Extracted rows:

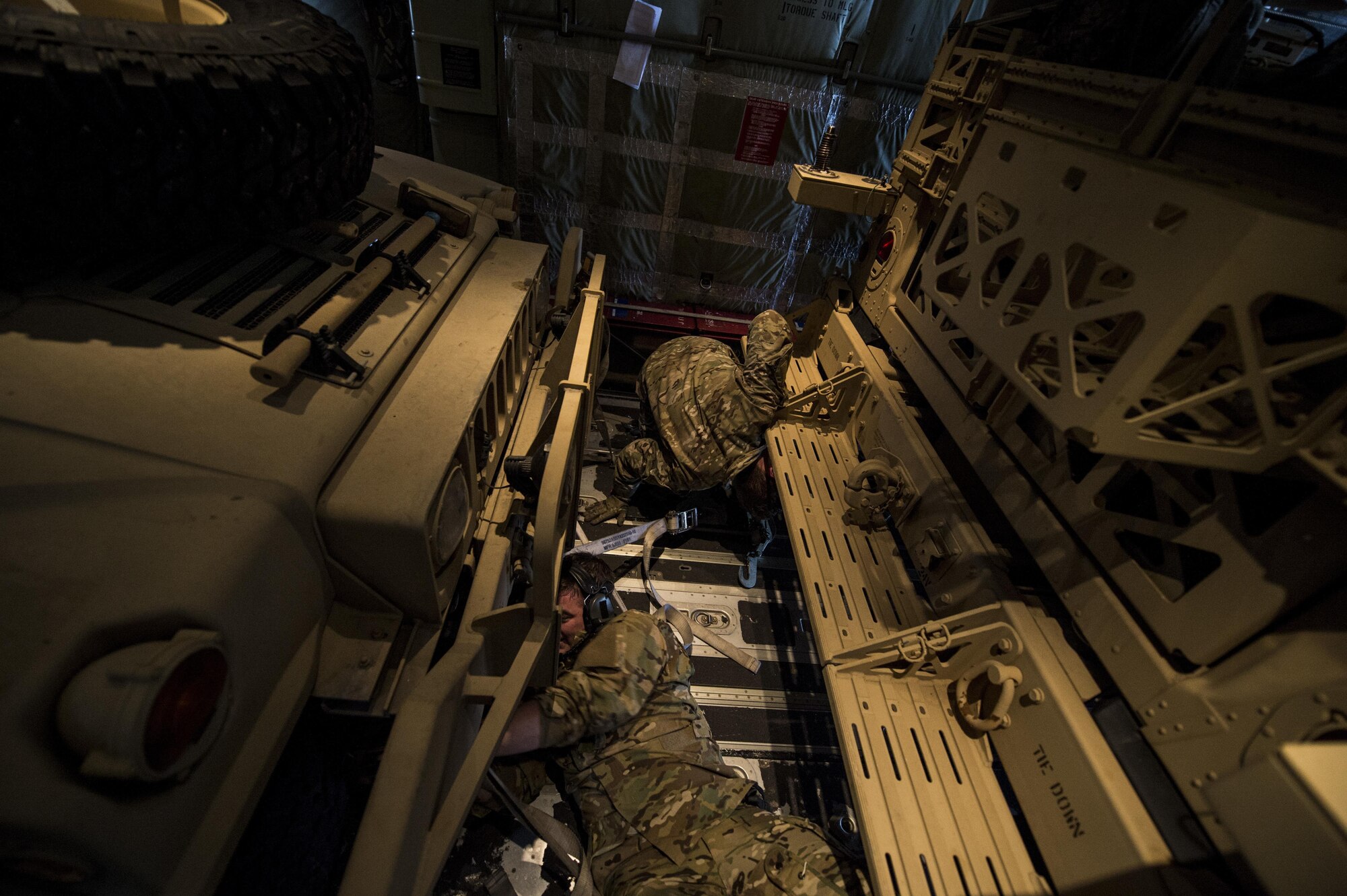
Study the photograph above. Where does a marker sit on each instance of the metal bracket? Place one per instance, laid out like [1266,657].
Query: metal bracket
[875,489]
[748,572]
[934,552]
[829,403]
[680,521]
[327,357]
[942,650]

» Written task
Rewrite the rows with "metal bracket" swapped for "steel bracket" and nothing else altered. Omit the pictures from your answer.

» Solved problem
Study the photograph above. Where does a marker sit on each instance of the steel bracket? Place one per instance, laid out like [1266,657].
Query: steel bracket
[875,489]
[748,572]
[934,552]
[829,403]
[680,521]
[327,357]
[942,650]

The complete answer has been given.